**Given request 1**
Can you reproduce the stored data rows verbatim, from the first line of the rows through the line holding "308 298 L 303", with both of those lines included?

**Extracted text**
● ● ● ● ●

The Act of Tilsit () was an act, signed in Tilsit by 24 members of the National Council of Lithuania Minor () on November 30, 1918. Signatories demanded unification of Lithuania Minor and Lithuania Proper into a single Lithuanian state. This would mean detaching the northern areas of East Prussia, inhabited by Prussian Lithuanians, from the German Empire.

The part of East Prussia north of Neman River, the Memel Territory up to the city of Memel (Klaipėda), was detached by Polish efforts by the Treaty of Versailles and placed under the supervision of the League of Nations. The rest of East Prussia, located south of the Neman River, including the town of Tilsit, where the act was signed, remained within Germany.

● ● ● ● ●

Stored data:
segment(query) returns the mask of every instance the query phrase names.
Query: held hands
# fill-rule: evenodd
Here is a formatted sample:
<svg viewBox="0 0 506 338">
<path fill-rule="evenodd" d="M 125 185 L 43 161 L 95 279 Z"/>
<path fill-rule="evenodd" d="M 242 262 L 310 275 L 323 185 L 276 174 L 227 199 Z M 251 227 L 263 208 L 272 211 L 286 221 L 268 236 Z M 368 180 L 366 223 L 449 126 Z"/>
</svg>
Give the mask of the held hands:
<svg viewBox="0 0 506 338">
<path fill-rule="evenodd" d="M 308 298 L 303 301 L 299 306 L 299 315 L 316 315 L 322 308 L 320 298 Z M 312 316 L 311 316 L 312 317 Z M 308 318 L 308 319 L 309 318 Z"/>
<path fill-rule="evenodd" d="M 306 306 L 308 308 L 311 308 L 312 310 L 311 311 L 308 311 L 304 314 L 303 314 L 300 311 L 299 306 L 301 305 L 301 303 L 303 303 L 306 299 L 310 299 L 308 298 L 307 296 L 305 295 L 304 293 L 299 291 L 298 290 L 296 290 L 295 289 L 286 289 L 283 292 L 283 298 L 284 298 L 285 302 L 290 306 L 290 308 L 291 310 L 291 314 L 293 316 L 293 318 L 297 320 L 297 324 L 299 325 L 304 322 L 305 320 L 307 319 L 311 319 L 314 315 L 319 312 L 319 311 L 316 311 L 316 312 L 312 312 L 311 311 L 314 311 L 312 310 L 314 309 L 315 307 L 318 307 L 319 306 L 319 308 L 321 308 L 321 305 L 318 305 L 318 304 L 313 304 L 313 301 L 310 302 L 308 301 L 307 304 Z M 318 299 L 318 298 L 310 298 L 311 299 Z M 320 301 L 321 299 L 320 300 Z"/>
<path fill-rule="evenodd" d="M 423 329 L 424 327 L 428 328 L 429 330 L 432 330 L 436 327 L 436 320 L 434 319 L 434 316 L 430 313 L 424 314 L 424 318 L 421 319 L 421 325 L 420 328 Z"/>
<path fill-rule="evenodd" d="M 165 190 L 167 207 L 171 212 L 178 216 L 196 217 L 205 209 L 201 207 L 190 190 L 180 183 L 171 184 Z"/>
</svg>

● ● ● ● ●

**Given request 2**
Can you condense the paragraph of the Act of Tilsit text that begins "The part of East Prussia north of Neman River" into a shorter version that keeps its main facts?

**Exercise solution 1**
segment(query) returns the mask of every instance the query phrase names.
Query: held hands
# fill-rule: evenodd
Here is a formatted sample:
<svg viewBox="0 0 506 338">
<path fill-rule="evenodd" d="M 125 185 L 43 161 L 95 279 Z"/>
<path fill-rule="evenodd" d="M 242 262 L 310 275 L 323 185 L 276 174 L 227 199 Z M 251 227 L 263 208 L 272 211 L 286 221 L 268 236 Z M 368 180 L 366 223 L 449 126 Z"/>
</svg>
Give the mask of the held hands:
<svg viewBox="0 0 506 338">
<path fill-rule="evenodd" d="M 308 298 L 303 301 L 299 306 L 299 315 L 316 315 L 322 308 L 320 298 Z M 312 316 L 311 316 L 312 317 Z M 308 318 L 308 319 L 309 318 Z"/>

**Exercise solution 2**
Through Polish efforts, the Treaty of Versailles detached the Memel Territory from Germany and placed it under League of Nations supervision. This was the part of East Prussia north of the Neman River, up to the city of Memel (Klaipėda). The rest of East Prussia, south of the river, remained within Germany, including Tilsit, where the act was signed.